Source passage ::
--*--
Red-hot polarised political conflict just four days after Sánchez announces snap election
The Guardian and The WSJ weigh in on the global importance of July's vote.
The culling continues in Spanish politics, less than a week after Pedro Sánchez announced a snap general election that surprised everyone and will last two long months. The weaker parties are getting crushed by the sudden unexpected shift of momentum. United Left leader Alberto Garzón is out. Former Ciudadanos leader Inés Arrimadas is out.
The partisan polarisation, as we were saying, is already running red hot. Yesterday, the Prime Minister, or whoever is really controlling his Twitter account, wrote that “all setbacks are possible” if the PP and Vox win power, “including the exploitation of child labour”. The PM wrote that the opposition is in favour of child slave labour.
The Popular Party blasted back with…child abuse and rape. “Sánchez, the guy who didn’t open his mouth to defend the young girls who were exploited while under the care of socialist governments”, said spokeswoman Cuca Gamarra: “Sánchez, the guy who passed the Only Yes is Yes law” [the disastrous criminal law reform that has let many rapists out of jail early]. “At this rate”, she added, “Podemos is going to end up on his political right”.
The European Parliament yesterday passed corporate sustainability due diligence legislation “to anchor human rights and environmental considerations in companies’ operations and corporate governance”. Vox’s spokesman in the European Parliament, Buxadé, said that “they want to turn companies into agents of the Agenda 2030, the Bible of the elites”.
We are witnessing, then, the dirtiest of disgusting personal things mixed with extremely polarised global political ideologies. A hatred of Sánchez and the left versus a the fear of a conservative-far-right government. What can possibly go wrong?
Vox is also in the news today for an outrageously crude and xenophobic social media post by a local branch in Cieza (Murcia), in reply to the idea that “Spain smells a bit more like fascism” after Sunday’s elections.
Spain, the group retored on its Facebook page, smells a bit less like a long list of left-wing things, including “sweaty socialist armpit”, “Podemos pussy”, “indoctrination in classrooms”, “contraceptive abortion”, “subsidised lubricant”, “Falcon kerosene [the PM’s official plane]”, “cocaine and roadside brothels”, “popular front”, “pandemic blood”, “civil war” and “young illegal immigrants, squatters, delinquents, illegal invasions, the chilaba and the Hijab”.
--*--
Information given ::

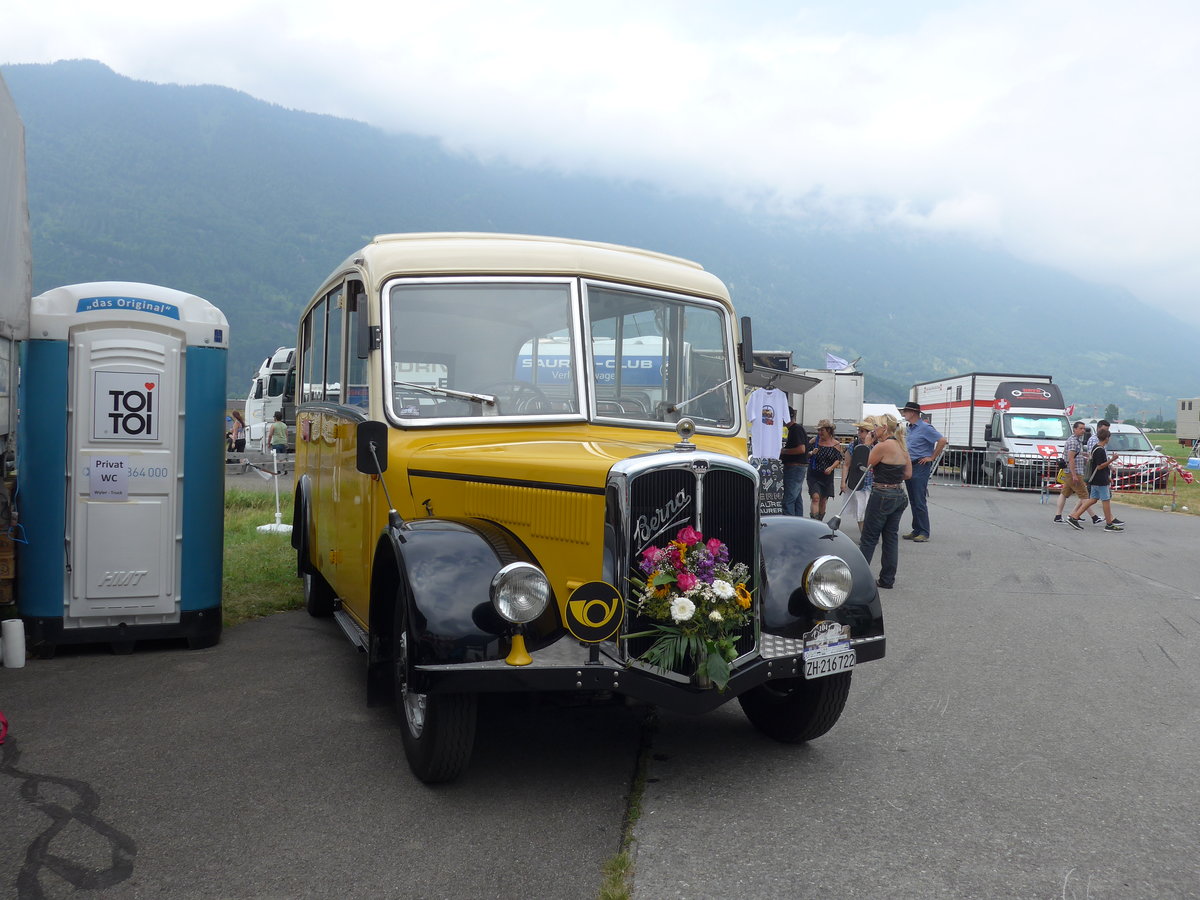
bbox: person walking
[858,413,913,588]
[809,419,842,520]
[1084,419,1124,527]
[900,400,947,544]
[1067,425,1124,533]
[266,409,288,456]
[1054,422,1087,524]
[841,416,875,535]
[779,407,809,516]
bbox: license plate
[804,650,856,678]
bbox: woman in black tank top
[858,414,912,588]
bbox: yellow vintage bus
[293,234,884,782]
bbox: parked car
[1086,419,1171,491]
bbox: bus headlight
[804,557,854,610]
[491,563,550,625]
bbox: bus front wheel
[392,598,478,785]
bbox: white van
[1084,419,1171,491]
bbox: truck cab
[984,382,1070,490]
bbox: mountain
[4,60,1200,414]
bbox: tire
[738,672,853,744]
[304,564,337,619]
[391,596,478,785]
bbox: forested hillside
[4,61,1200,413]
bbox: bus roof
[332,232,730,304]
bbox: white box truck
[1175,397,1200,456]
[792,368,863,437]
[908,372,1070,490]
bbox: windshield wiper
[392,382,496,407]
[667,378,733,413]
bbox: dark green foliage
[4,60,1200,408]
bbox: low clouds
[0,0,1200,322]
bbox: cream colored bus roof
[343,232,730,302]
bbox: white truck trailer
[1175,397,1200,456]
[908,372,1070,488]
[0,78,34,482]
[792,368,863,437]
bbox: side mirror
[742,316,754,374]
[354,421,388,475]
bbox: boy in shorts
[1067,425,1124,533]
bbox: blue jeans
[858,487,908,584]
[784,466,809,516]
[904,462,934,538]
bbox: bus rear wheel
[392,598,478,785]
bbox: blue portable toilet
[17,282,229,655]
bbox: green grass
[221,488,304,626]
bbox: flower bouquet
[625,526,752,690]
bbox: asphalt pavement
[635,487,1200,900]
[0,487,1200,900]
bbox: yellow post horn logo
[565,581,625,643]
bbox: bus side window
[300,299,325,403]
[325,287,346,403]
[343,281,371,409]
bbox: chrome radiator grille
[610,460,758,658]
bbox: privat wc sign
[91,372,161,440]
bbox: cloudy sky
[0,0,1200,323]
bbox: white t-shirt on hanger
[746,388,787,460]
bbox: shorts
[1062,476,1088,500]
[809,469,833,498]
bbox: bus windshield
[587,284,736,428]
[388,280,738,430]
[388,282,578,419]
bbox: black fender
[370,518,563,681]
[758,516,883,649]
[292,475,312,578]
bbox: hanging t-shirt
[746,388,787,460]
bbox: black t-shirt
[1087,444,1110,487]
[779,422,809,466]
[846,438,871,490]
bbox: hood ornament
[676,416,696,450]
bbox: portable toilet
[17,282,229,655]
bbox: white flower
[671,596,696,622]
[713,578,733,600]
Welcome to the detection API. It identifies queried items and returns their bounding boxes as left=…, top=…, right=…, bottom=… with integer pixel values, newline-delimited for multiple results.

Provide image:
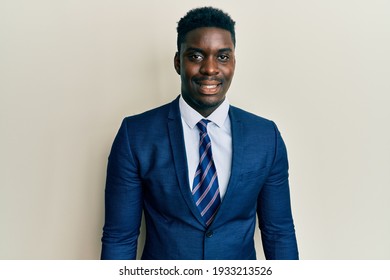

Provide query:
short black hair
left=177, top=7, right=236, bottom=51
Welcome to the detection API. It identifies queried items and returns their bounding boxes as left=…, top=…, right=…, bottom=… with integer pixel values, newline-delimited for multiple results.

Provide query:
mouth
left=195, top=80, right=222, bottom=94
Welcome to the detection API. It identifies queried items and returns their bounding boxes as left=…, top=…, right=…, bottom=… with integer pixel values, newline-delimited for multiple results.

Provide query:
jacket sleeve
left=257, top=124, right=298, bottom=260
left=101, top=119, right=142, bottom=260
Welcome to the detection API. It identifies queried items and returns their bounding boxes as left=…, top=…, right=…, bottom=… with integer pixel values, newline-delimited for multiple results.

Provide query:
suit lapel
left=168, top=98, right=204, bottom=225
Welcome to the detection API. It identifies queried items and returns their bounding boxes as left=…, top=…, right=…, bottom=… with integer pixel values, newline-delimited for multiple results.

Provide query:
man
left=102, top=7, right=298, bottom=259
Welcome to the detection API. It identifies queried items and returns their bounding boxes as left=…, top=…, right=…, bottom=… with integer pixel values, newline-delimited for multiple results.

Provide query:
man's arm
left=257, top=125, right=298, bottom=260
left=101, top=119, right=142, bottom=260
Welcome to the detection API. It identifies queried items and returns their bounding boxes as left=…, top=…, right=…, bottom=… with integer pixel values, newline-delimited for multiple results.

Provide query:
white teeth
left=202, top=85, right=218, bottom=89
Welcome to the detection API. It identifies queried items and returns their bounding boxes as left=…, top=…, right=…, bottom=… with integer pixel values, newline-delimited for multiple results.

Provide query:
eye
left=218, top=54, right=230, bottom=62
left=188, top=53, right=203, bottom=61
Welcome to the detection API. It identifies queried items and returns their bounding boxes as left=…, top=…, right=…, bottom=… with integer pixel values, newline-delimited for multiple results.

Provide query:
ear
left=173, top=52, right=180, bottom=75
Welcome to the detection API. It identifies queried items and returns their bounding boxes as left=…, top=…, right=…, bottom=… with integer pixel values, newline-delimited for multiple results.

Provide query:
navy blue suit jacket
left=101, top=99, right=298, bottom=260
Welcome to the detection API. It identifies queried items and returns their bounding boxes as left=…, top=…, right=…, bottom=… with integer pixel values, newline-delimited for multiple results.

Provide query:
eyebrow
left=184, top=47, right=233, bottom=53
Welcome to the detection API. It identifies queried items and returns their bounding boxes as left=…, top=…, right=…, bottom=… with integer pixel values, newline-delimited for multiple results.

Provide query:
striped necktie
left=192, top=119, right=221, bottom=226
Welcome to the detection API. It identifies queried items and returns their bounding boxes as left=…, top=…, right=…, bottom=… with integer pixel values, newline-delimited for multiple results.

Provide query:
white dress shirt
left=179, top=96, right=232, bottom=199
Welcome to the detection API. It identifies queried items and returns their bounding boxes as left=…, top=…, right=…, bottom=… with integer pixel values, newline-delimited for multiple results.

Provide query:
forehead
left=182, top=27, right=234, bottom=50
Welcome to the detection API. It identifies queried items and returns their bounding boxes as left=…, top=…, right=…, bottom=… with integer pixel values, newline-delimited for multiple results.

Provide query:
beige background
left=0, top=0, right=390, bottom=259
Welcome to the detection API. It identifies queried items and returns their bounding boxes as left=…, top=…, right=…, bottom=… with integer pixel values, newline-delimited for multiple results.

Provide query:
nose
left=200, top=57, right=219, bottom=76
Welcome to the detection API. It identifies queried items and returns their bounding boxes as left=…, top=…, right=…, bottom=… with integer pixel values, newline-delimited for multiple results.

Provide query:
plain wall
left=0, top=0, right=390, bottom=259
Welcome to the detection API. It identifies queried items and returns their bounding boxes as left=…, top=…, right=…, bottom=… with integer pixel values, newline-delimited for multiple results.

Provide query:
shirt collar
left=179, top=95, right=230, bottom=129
--*--
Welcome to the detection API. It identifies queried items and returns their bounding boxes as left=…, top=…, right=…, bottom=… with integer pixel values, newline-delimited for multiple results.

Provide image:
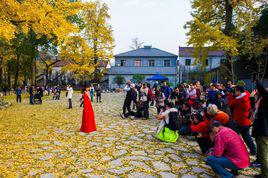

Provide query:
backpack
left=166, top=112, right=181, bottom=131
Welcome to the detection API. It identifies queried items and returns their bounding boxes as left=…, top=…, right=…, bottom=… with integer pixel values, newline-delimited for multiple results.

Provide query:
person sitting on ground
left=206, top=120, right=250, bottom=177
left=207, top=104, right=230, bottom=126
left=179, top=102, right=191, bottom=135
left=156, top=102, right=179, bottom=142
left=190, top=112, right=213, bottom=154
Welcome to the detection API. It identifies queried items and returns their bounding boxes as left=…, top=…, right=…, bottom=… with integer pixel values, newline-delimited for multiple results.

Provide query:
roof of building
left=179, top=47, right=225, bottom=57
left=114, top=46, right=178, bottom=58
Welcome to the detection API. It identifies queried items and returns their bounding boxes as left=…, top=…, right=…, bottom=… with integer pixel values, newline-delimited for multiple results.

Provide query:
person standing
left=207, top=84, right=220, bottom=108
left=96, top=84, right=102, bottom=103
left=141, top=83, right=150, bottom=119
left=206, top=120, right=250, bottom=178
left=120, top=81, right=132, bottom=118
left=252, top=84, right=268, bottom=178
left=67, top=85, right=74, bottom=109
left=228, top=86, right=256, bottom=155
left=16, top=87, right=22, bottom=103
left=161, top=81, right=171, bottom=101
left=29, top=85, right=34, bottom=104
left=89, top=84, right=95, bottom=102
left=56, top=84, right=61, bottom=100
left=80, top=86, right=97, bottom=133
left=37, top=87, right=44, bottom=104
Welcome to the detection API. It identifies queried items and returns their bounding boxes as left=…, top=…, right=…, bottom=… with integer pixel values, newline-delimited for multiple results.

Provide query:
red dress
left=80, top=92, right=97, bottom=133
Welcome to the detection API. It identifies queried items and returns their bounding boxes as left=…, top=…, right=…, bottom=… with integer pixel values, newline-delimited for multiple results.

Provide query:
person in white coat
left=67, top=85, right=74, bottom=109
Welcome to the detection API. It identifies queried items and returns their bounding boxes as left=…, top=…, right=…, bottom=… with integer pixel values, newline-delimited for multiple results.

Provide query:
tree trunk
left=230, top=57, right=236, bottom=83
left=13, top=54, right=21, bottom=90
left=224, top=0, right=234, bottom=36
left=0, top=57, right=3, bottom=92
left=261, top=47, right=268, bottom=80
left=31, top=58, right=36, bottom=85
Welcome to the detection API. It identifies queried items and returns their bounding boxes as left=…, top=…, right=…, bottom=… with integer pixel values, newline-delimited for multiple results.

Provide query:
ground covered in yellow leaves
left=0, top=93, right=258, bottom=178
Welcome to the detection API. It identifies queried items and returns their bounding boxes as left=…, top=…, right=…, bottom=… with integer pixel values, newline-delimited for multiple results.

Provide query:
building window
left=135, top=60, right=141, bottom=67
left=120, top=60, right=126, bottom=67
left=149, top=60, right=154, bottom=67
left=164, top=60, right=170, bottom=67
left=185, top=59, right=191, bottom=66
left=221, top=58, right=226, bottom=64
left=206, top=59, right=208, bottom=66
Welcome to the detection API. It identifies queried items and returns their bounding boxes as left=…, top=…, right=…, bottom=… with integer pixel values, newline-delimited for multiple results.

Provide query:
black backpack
--*--
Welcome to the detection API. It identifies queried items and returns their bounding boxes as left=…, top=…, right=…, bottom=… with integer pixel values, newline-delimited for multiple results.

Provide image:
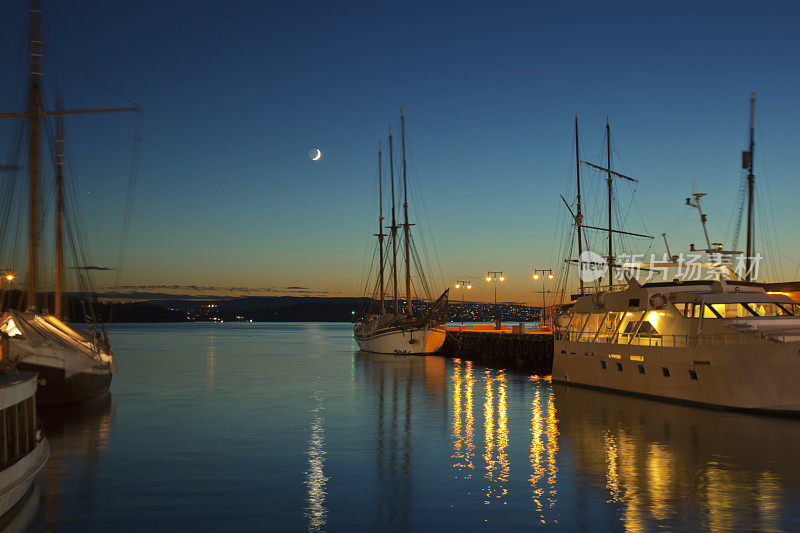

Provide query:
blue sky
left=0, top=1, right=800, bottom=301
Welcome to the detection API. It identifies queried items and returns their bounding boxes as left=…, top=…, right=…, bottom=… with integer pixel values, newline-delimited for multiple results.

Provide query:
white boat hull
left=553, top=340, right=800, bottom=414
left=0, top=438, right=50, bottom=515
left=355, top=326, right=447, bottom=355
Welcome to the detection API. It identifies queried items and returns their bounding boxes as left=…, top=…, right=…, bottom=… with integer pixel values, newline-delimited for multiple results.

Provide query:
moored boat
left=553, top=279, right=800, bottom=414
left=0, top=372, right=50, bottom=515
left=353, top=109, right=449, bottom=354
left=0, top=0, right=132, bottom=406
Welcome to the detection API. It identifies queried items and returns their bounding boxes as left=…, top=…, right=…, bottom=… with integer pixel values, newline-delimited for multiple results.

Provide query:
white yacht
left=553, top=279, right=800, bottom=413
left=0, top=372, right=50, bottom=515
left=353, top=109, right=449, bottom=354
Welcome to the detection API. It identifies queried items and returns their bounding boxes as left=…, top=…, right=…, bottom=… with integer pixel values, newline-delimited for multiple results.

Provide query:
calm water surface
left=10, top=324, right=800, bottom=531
--*--
Your tasks ::
1. In the article on Spain's snap election, who is the Popular Party spokeswoman who answered Sánchez?
2. Quote the article on Spain's snap election word for word, starting at "The partisan polarisation, as" and ending at "child slave labour.".
3. Carry on the article on Spain's snap election from the point where it stops.
The records have no role in this work.

Written answers ::
1. Cuca Gamarra

2.
The partisan polarisation, as we were saying, is already running red hot. Yesterday, the Prime Minister, or whoever is really controlling his Twitter account, wrote that “all setbacks are possible” if the PP and Vox win power, “including the exploitation of child labour”. The PM wrote that the opposition is in favour of child slave labour.

3.
“There is still lots to be done against reds (PSOE), purples (Podemos) and blues (PP)”, they concluded. The local branch of the Socialist Party has lodged a criminal complaint over the message: “this is not acceptable, this is not the Cieza we want”, a socialist councillor told La Opinión de Murcia.
“The best Spain or the worst right with Vox-PP”, wrote the PM on his Twitter account this morning, claiming record job numbers in May: 20.8 million Spaniards employed in total “for the first time in history”.
International media have begun to weigh in on the snap election.
The Guardian wrote in an editorial yesterday that “Spain’s summer election has important ramifications for Europe as a whole. An overwhelming majority of Spaniards have no desire to see Vox anywhere near power. But recent elections in Italy, Sweden and Finland indicate that authoritarian nationalists, intent on whipping up anti-immigrant sentiment, waging culture wars and rolling back rights for women and minorities, are becoming a feature, not a glitch, in western European polities”.
Over at the Wall Street Journal, the editorial board believes that “Sunday’s results also reflect a backlash against the Sánchez government’s woke cultural politics” and that property rights are at risk after they “sought to cap rent increases while taking a permissive approach toward squatters and rent dodgers”. “If last weekend’s vote is an indication”, the WSJ concludes, “voters are rightly more worried about extremism from the ruling Spanish left”.